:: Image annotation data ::
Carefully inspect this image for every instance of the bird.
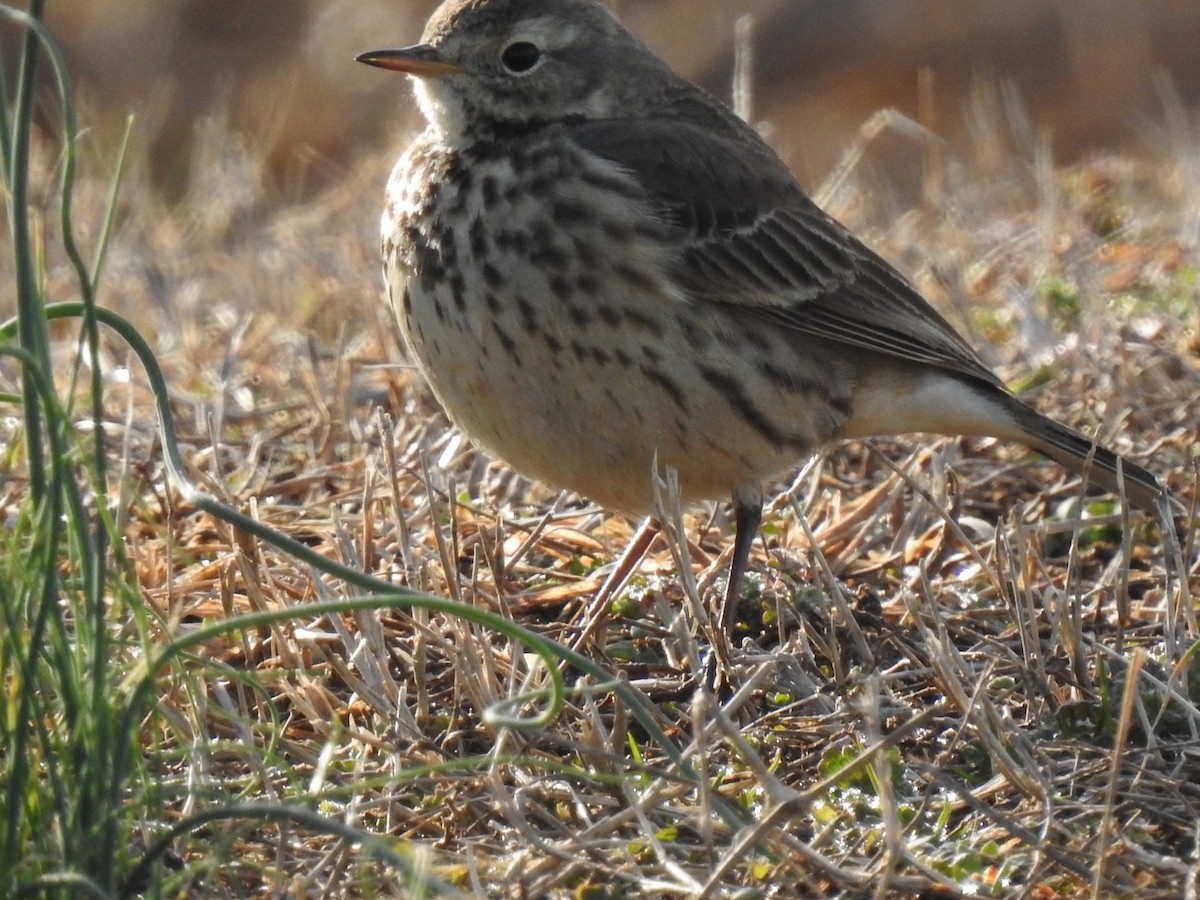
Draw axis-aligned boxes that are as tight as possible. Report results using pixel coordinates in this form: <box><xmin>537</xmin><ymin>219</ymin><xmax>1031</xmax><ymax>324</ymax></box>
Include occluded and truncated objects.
<box><xmin>356</xmin><ymin>0</ymin><xmax>1166</xmax><ymax>629</ymax></box>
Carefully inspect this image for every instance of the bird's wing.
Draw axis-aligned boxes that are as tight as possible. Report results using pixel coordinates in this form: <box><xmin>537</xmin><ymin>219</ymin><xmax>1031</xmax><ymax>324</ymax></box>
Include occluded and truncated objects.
<box><xmin>571</xmin><ymin>113</ymin><xmax>1002</xmax><ymax>386</ymax></box>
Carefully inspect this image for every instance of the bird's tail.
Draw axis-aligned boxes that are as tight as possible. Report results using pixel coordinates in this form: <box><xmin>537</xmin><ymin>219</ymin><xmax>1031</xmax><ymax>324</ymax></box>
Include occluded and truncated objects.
<box><xmin>1008</xmin><ymin>397</ymin><xmax>1172</xmax><ymax>516</ymax></box>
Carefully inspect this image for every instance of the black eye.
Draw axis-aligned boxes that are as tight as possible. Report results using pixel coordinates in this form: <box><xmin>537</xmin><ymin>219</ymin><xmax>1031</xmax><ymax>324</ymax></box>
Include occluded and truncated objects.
<box><xmin>500</xmin><ymin>41</ymin><xmax>541</xmax><ymax>73</ymax></box>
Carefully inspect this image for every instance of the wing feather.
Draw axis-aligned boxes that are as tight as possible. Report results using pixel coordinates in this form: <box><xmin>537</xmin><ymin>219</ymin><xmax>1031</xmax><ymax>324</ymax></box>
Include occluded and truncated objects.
<box><xmin>570</xmin><ymin>114</ymin><xmax>1003</xmax><ymax>386</ymax></box>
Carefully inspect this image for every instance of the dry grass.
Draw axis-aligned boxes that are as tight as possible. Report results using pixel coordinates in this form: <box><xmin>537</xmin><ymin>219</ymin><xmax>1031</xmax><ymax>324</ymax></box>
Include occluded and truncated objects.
<box><xmin>0</xmin><ymin>90</ymin><xmax>1200</xmax><ymax>898</ymax></box>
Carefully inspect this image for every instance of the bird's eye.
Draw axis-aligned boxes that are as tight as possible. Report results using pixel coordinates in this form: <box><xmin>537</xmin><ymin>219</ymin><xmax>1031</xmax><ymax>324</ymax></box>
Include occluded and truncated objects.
<box><xmin>500</xmin><ymin>41</ymin><xmax>541</xmax><ymax>74</ymax></box>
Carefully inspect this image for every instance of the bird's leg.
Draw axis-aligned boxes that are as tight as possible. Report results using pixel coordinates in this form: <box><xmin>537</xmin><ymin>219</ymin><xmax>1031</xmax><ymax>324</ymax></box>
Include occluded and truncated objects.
<box><xmin>720</xmin><ymin>493</ymin><xmax>762</xmax><ymax>637</ymax></box>
<box><xmin>571</xmin><ymin>516</ymin><xmax>662</xmax><ymax>649</ymax></box>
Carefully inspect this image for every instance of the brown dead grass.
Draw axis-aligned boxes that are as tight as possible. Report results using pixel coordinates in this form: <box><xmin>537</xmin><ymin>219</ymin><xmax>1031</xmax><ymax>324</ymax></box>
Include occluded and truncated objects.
<box><xmin>4</xmin><ymin>95</ymin><xmax>1200</xmax><ymax>898</ymax></box>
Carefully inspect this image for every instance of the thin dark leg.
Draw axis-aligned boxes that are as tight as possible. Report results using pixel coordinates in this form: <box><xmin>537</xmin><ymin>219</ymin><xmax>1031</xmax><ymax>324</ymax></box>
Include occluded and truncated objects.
<box><xmin>720</xmin><ymin>497</ymin><xmax>762</xmax><ymax>637</ymax></box>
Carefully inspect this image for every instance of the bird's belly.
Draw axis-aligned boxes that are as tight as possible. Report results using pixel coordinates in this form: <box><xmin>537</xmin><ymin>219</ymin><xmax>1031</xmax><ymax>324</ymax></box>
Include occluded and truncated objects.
<box><xmin>384</xmin><ymin>145</ymin><xmax>844</xmax><ymax>512</ymax></box>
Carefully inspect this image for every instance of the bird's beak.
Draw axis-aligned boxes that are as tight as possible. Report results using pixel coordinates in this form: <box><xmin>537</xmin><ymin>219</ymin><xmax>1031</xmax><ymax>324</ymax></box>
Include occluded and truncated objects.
<box><xmin>354</xmin><ymin>43</ymin><xmax>462</xmax><ymax>78</ymax></box>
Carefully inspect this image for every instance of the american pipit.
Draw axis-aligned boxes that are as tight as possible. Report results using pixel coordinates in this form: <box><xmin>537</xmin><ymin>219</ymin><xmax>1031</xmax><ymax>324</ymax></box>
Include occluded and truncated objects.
<box><xmin>359</xmin><ymin>0</ymin><xmax>1164</xmax><ymax>625</ymax></box>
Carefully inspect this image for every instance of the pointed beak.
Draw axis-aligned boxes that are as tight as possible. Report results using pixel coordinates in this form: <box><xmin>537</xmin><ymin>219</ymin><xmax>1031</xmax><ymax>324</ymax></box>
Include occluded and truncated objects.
<box><xmin>354</xmin><ymin>43</ymin><xmax>462</xmax><ymax>78</ymax></box>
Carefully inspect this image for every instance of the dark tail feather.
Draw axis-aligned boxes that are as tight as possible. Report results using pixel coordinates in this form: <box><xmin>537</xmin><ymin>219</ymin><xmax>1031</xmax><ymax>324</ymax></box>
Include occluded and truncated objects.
<box><xmin>1010</xmin><ymin>398</ymin><xmax>1171</xmax><ymax>517</ymax></box>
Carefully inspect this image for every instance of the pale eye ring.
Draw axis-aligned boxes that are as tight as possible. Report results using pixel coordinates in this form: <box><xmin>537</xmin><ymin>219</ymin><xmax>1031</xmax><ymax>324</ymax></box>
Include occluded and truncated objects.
<box><xmin>500</xmin><ymin>41</ymin><xmax>542</xmax><ymax>74</ymax></box>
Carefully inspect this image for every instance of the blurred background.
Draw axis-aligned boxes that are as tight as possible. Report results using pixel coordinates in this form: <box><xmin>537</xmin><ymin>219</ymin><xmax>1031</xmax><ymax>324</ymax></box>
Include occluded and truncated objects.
<box><xmin>23</xmin><ymin>0</ymin><xmax>1200</xmax><ymax>199</ymax></box>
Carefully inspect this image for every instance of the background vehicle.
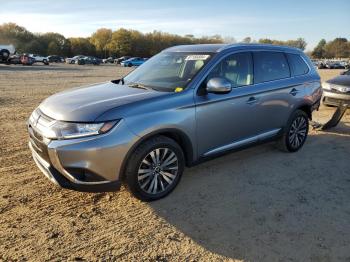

:: SET TASK ::
Find every line in the records above that contains the string "feather", treating case as significant, and copy each such line.

:: THE OUTPUT ::
Carefully inspect this image for every instance of the wing feather.
Carefully inspect this image for every instance of the dark tail feather.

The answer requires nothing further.